Copy nothing but the lines below running from the line containing "the motorcycle mirror" through the line containing "of the motorcycle.", both end lines included.

*Data records*:
.....
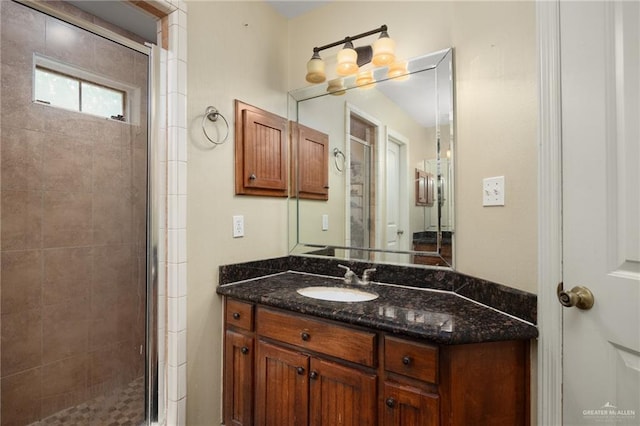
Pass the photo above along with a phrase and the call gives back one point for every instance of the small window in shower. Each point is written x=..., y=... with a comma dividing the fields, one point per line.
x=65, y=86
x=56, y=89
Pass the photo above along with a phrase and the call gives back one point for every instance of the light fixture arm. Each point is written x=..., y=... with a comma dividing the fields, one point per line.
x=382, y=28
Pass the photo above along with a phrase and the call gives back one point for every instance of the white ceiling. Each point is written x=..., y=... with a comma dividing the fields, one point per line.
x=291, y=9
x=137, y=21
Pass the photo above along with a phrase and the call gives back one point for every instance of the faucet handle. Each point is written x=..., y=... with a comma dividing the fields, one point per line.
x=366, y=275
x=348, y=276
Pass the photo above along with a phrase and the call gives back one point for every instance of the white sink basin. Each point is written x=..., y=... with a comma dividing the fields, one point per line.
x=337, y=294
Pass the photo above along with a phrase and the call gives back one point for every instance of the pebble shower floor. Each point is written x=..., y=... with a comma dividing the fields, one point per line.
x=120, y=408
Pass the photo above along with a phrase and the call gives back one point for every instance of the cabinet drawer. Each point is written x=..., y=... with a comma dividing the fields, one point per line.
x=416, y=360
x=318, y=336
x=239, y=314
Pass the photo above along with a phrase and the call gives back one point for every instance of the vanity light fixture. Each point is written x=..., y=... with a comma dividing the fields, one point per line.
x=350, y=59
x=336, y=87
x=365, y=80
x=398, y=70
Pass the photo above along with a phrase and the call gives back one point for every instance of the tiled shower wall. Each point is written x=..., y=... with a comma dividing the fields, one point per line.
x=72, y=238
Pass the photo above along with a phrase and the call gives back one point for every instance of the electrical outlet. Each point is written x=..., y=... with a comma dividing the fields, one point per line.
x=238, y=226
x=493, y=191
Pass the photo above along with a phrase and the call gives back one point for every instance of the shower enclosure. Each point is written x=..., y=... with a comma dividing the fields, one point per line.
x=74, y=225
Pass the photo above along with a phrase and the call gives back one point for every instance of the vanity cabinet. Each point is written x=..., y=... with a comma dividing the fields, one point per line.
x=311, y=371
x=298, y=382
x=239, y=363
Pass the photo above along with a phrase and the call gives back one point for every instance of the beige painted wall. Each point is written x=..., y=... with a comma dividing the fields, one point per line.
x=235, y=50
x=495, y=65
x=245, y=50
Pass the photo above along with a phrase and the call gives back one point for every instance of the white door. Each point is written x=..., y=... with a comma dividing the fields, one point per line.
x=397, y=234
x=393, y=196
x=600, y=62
.....
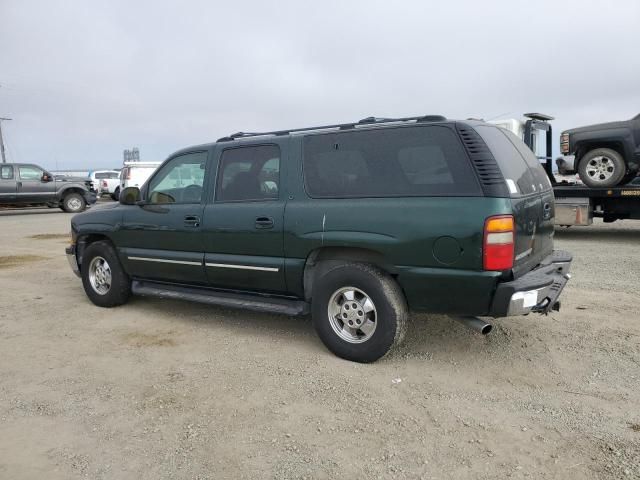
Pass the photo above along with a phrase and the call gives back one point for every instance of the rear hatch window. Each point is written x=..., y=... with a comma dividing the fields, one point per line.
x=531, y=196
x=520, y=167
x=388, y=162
.....
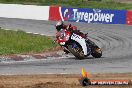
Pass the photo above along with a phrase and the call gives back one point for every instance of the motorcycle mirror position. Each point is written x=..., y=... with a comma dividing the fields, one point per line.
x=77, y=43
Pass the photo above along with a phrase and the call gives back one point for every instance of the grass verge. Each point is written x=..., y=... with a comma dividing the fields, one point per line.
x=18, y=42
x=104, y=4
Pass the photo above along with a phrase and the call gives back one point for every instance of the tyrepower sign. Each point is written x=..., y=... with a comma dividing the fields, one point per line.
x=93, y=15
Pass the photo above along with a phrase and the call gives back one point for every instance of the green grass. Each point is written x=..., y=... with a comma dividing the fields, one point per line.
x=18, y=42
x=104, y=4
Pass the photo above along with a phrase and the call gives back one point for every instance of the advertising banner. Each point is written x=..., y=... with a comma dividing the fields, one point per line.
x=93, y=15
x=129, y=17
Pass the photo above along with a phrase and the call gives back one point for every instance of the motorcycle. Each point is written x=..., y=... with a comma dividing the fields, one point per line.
.....
*Output of the task*:
Pass the photo above along with a phrase and the call gives back one point for every instance of the motorcycle mirror position. Each point is written x=..., y=... with a comma dividing the fields, one point per line.
x=77, y=43
Pass the photo above along with a phrase and the call gives back one point for every instance of the grass verge. Each point is written x=..., y=... with a comma dividing the fields, one point per line.
x=18, y=42
x=104, y=4
Pass the photo above along with a phrase and the call gives back one point for every instance of the tyrepower sign. Each point is written x=..., y=... with a comma dividing the fields, one point per line.
x=93, y=15
Pass the photo above along with a phrase and the call gives back one point for every instance of the green grass. Each point is written x=..., y=... with a comma dividing the fields, one point per line.
x=18, y=42
x=104, y=4
Pass the photo above along with a phrase and the call gives back one point for every instance of the advertising banner. Each point is written x=..., y=... with a comma dividing the fields, one point per line.
x=93, y=15
x=129, y=17
Pass the photo above along with a phrase and the call gives back one point for every instance of the motorcycle. Each point is written x=..., y=... with a comma dividing the fields, one point per line.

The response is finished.